--- START OF Data to process ---
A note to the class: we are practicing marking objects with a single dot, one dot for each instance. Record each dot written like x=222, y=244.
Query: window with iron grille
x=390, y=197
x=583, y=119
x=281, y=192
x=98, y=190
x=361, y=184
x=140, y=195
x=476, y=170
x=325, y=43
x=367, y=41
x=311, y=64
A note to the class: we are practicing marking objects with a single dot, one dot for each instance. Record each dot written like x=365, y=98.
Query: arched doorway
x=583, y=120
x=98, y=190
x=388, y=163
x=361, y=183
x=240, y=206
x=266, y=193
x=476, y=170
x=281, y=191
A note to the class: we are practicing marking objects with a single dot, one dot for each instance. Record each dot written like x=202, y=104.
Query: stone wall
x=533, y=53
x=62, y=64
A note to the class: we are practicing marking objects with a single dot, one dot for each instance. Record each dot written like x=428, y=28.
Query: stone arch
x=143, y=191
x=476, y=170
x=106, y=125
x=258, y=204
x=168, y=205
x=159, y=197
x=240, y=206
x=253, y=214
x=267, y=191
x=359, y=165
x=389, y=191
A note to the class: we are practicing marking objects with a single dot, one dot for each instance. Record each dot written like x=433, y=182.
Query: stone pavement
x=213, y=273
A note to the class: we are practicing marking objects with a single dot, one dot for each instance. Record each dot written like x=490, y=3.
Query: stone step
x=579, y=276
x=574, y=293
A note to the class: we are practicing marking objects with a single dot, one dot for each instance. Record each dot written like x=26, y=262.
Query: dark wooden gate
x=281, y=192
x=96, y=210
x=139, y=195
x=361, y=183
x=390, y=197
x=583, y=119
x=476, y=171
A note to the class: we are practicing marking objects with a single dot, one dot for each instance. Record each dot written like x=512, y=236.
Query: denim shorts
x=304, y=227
--- END OF Data to process ---
Copy out all of the rows above again, word for word and in the same order, leaving nothing out or changed.

A note to the class: we are practicing marking objects with a single dot, one dot for each instance. Record each dot written like x=222, y=244.
Query: window with iron grille
x=390, y=197
x=583, y=119
x=281, y=192
x=98, y=190
x=361, y=184
x=140, y=195
x=476, y=170
x=325, y=43
x=367, y=41
x=311, y=64
A note to the class: we are practicing marking objects with a single dot, one dot for each instance. Record each dot written like x=365, y=98.
Query: arched doorway
x=583, y=120
x=98, y=190
x=388, y=163
x=361, y=183
x=240, y=206
x=266, y=193
x=476, y=170
x=281, y=191
A note to the class: we are practicing marking objects with a single dot, one dot for each instance. Record each dot written like x=202, y=104.
Query: stone wall
x=533, y=53
x=62, y=64
A note to the class: we are practicing marking objects with a single dot, one dot for each instance. Record each dot written like x=428, y=28.
Query: stone arch
x=143, y=191
x=476, y=170
x=106, y=125
x=258, y=204
x=168, y=205
x=159, y=197
x=240, y=206
x=253, y=214
x=267, y=191
x=359, y=165
x=389, y=191
A note to the class: we are practicing marking objects with a single dot, one dot for each instance. Record each dot written like x=433, y=182.
Query: stone pavement
x=213, y=273
A note to the class: we are practicing marking objects with a single dot, one dot for each instance. Record each dot written like x=490, y=3.
Query: stone step
x=579, y=276
x=574, y=293
A note to the class: we are practicing marking objects with a single dot, one dot for each instance. Record each dot written like x=26, y=262.
Query: dark wooden gate
x=281, y=192
x=96, y=210
x=139, y=195
x=361, y=183
x=390, y=197
x=583, y=119
x=476, y=171
A note to the class: we are practicing marking objects with a single dot, one dot for each instance. Record each dot written like x=512, y=236.
Query: denim shorts
x=304, y=227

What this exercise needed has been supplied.